Our article does not seek to focus on enterprise-wide or portfolio-level KPI metrics, nor does it seek to be all-encompassing in the uses of specific types of KPIs that can be deployed or how KPIs and metrics can help to run a business. We simply put forward some “pointers” to think about for project-level KPI control and how KPIs can be a tool to help you as an effective project manager ‘manage’ your project.

The type of KPIs you use is influenced (determined, even) by the size and nature of your project. For example, a long, large, and complex infrastructure project involving many stakeholders each with varying degrees of influence will have different KPI control and reporting needs to a small, comparatively low-cost research project that is specific to one organisation. Here are seven (7) essential pointers to consider when assessing the use of KPIs for your project:

  1. Need to be meaningful to the audience they are intended for.
  2. Need to be clearly measurable (especially if project KPIs part of a formal contract)
  3. Need to drive towards the benefits that your project is expected to deliver once its output is being used
  4. Should be a blend of “lag indicators” and “lead indicators”.
  5. Need to align with program and/or portfolio level objectives.
  6. Need to be regularly measured and progress reported.

..............................

▶ **Directive A**: In the text on project KPIs, reproduce the stretch from "1. Need to be" through "and progress reported.", swapping "lead indicators" for "leading indicators".
▶ **Directive B**:
Answer these about the text on project KPIs:
(i) What type of project is contrasted with a long, large, and complex infrastructure project?
(ii) Which two kinds of indicators should KPIs blend?
(iii) What objectives do KPIs need to align with?
Use only the text on project KPIs.

▶ **Recorded data**:
..............................

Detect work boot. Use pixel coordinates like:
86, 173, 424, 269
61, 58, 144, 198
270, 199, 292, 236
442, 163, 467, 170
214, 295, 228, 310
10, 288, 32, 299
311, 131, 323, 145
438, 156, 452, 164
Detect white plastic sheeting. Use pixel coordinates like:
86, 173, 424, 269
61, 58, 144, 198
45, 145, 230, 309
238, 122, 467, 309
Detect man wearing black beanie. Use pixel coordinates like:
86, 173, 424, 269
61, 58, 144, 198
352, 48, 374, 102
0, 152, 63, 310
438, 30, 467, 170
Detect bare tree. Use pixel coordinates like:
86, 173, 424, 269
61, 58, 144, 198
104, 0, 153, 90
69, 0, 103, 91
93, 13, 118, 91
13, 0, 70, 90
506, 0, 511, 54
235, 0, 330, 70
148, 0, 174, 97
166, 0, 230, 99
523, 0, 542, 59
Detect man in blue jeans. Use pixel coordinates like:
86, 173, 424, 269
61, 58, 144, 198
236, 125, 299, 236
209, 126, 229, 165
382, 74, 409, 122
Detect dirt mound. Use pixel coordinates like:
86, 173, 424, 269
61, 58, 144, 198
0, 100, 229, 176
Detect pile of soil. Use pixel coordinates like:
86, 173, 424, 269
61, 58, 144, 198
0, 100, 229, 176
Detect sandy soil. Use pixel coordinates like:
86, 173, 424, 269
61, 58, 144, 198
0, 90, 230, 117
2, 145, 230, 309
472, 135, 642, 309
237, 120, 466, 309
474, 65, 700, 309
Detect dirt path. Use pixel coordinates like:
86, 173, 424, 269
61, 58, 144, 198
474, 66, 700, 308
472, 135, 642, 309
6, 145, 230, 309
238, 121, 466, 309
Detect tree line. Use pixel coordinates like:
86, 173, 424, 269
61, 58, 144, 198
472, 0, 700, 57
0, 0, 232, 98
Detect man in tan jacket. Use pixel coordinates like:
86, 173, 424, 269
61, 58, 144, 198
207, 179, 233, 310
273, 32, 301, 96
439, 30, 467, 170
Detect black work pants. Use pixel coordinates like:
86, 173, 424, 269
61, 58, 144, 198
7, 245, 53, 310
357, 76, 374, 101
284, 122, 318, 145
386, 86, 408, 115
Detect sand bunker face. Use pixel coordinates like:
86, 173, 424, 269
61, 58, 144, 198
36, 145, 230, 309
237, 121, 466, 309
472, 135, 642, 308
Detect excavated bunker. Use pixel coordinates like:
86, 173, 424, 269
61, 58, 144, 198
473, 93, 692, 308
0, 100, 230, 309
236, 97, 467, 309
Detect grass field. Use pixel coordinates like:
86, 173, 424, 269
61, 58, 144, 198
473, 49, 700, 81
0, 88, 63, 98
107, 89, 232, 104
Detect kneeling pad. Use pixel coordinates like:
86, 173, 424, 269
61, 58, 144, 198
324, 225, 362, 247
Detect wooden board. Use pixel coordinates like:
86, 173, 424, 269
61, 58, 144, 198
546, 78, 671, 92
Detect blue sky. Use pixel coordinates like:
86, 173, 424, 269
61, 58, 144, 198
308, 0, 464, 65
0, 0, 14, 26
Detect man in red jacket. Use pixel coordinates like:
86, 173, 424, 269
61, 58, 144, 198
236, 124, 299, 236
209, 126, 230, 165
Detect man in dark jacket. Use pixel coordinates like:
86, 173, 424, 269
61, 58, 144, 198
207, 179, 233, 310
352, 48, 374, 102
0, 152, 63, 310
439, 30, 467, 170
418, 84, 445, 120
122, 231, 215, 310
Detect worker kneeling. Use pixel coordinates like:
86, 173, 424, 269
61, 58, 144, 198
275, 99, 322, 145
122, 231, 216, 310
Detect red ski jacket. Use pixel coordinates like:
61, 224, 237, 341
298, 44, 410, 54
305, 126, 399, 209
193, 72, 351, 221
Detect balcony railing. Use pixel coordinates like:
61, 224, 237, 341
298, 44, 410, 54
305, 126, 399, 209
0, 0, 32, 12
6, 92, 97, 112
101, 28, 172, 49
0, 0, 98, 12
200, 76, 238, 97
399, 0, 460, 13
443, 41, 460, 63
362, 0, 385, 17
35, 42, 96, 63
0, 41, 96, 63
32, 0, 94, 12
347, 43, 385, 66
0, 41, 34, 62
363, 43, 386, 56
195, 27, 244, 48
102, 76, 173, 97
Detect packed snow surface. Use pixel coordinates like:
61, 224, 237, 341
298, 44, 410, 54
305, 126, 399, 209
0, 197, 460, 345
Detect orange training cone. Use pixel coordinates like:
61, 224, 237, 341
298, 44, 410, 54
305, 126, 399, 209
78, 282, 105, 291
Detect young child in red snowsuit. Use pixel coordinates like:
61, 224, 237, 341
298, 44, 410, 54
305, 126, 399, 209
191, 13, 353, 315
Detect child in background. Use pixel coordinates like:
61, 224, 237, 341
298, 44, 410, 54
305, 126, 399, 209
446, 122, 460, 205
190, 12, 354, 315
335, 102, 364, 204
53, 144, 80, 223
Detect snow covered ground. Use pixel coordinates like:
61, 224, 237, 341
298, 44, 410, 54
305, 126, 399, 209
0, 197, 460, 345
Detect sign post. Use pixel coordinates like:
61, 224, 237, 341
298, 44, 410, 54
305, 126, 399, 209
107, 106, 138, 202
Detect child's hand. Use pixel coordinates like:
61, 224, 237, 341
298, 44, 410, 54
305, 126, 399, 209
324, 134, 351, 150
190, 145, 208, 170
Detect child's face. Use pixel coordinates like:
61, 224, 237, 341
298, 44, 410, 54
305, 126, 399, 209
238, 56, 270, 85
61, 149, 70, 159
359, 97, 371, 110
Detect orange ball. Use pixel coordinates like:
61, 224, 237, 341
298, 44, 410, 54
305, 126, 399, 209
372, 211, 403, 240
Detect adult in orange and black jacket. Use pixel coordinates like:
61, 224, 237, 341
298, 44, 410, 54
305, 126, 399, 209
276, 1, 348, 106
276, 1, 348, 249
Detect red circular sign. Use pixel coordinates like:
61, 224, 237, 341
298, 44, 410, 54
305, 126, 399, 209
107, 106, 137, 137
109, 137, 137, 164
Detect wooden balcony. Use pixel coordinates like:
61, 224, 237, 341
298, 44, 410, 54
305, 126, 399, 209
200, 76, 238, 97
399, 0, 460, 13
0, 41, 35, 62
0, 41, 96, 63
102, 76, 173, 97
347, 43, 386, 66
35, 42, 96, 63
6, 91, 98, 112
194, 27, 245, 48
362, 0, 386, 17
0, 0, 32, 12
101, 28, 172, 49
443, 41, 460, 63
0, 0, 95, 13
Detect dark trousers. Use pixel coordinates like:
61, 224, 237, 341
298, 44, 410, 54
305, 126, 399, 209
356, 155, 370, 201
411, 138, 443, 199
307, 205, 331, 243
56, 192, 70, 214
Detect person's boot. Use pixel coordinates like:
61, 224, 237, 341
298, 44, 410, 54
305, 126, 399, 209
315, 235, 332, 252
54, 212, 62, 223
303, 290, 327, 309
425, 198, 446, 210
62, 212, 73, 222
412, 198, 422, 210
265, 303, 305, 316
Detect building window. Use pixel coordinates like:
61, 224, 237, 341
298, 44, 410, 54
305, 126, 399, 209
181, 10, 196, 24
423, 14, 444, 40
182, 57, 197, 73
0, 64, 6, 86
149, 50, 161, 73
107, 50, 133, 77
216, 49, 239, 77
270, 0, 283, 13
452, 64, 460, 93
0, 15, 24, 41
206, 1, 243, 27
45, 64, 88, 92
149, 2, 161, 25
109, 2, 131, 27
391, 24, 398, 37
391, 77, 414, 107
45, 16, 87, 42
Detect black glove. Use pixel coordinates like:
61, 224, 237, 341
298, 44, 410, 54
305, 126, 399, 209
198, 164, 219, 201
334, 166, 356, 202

..............................

▶ **Written reply A**:
1. Need to be meaningful to the audience they are intended for.
  2. Need to be clearly measurable (especially if project KPIs part of a formal contract)
  3. Need to drive towards the benefits that your project is expected to deliver once its output is being used
  4. Should be a blend of “lag indicators” and “leading indicators”.
  5. Need to align with program and/or portfolio level objectives.
  6. Need to be regularly measured and progress reported.

▶ **Written reply B**:
(i) A small, comparatively low-cost research project that is specific to one organization.
(ii) Lag indicators and lead indicators.
(iii) Program and/or portfolio level objectives.